That’s a formal title for a rather anti-climatic event. I turned 65 last week and enjoyed some lovely celebrations. Most of my thoughts on aging have centered on how to get my Presto card updated to Senior so I can get my discount. Not very introspective, I admit.
I have the usual tangle of feelings about aging. I rarely actively feel it, while at the same time my knees go wonky and my hip hurts most of the time. I don’t think of myself as older, let alone ‘old’, but my mirror shows me graying hair and the impact of gravity on my face. I regret that I wasted the years in which I was somewhat attractive feeling ugly. I regret all the things I was afraid to do when I was younger, the things I skipped because it was easier not to risk failure. I have fears for the future that I try not to think about: my health, my husband’s, what will happen as we age, what I might have to face alone, what I might have to face sooner than I think, that might end all ‘facing’ for good. My mother died at 70, my father is still going strong at almost 91 – who knows whose genes are stronger? Who knows what toll my own choices might have taken? Who knows what virus or random cell mutation is out there with my name on it?
On the positive side, I care much less about what the world thinks of me than I used to, and that has made me braver. I took up flamenco at 57 and have done three public performances, which was as much a surprise to me as anyone. I’ll never be really good at it, but I’m proud of myself for trying. I’m still writing, for no other reason that I can’t seem to stop. I have no illusions about publication or fame or critical success. I just write, even when I don’t enjoy it, because it seems that’s still what I do. I like learning – about history and science and politics and the world – even if I forget the details of half the things I read or hear. By any estimation, I’m materially and financially comfortable. I have family and friends and the best husband in the world. I’m not really afraid of dying. I never have been. I’m afraid of pain and a long decline fraught with physical humiliation and helplessness, but the thought of ceasing to exist has never bothered me.
So I suppose it’s ok that it’s anti-climatic. I’ll just keep going, trying to write every day, trying to get my feet to move fast enough for the choreography, trying to walk, trying to move, trying to have fun, trying to be a slightly better person, trying to find wonder in the world. I’ll probably screw a lot of it up, but that’s life.

P.S. In the obligatory sales promotion, here’s what’s on sale right now. A TERRIBLE BEAUTY in Canada, until December 20th. COLD HILLSIDE in the US until December 20th. THE NIGHT INSIDE in the US on December 18th.
2 responses
1 Misha · Dec 24, 2024 at 10:03 am
So glad to discover your blog! I read your first novels when published and had wondered where you went. I saw your books on the bookshelf and Googled: voilĂ ! I am looking forward to going through your blog posts and getting your newer novels. All the best for 2025!
2 Nancy · Dec 29, 2024 at 1:16 pm
Thanks so much for remembering me! I’m working slowly (as usual) on finishing my next novel. I don’t know what will happen with it, but I’m very proud of it.

Saved data entries
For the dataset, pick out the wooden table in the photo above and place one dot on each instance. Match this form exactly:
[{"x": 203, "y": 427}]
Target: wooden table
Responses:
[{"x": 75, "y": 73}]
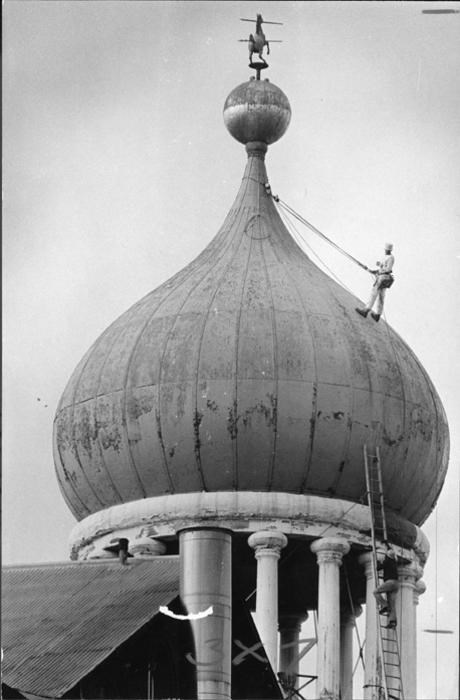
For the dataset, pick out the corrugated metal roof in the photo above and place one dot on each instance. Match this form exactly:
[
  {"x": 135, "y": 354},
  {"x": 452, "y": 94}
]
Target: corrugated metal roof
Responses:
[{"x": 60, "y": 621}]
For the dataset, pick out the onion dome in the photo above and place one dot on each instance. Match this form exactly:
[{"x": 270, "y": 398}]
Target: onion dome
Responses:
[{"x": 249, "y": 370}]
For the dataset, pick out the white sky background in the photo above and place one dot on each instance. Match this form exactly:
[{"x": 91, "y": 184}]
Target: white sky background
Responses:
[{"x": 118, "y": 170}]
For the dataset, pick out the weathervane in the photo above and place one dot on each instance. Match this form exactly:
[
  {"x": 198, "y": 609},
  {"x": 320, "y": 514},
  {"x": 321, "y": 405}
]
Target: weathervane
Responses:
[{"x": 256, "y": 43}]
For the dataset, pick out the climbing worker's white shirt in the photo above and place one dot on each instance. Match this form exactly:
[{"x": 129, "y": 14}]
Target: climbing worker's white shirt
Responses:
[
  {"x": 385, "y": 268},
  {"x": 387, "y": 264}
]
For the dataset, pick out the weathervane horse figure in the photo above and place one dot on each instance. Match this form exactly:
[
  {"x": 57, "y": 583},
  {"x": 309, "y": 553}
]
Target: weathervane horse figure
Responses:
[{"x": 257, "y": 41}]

[Requirement A] Quote the post about turning 65, starting with "So I suppose" and going on through "best for 2025!".
[Requirement B] According to the post about turning 65, at what age did the writer take up flamenco?
These lines have no connection to the post about turning 65.

[Problem solution A]
So I suppose it’s ok that it’s anti-climatic. I’ll just keep going, trying to write every day, trying to get my feet to move fast enough for the choreography, trying to walk, trying to move, trying to have fun, trying to be a slightly better person, trying to find wonder in the world. I’ll probably screw a lot of it up, but that’s life.

P.S. In the obligatory sales promotion, here’s what’s on sale right now. A TERRIBLE BEAUTY in Canada, until December 20th. COLD HILLSIDE in the US until December 20th. THE NIGHT INSIDE in the US on December 18th.
2 responses
1 Misha · Dec 24, 2024 at 10:03 am
So glad to discover your blog! I read your first novels when published and had wondered where you went. I saw your books on the bookshelf and Googled: voilĂ ! I am looking forward to going through your blog posts and getting your newer novels. All the best for 2025!

[Problem solution B] At 57.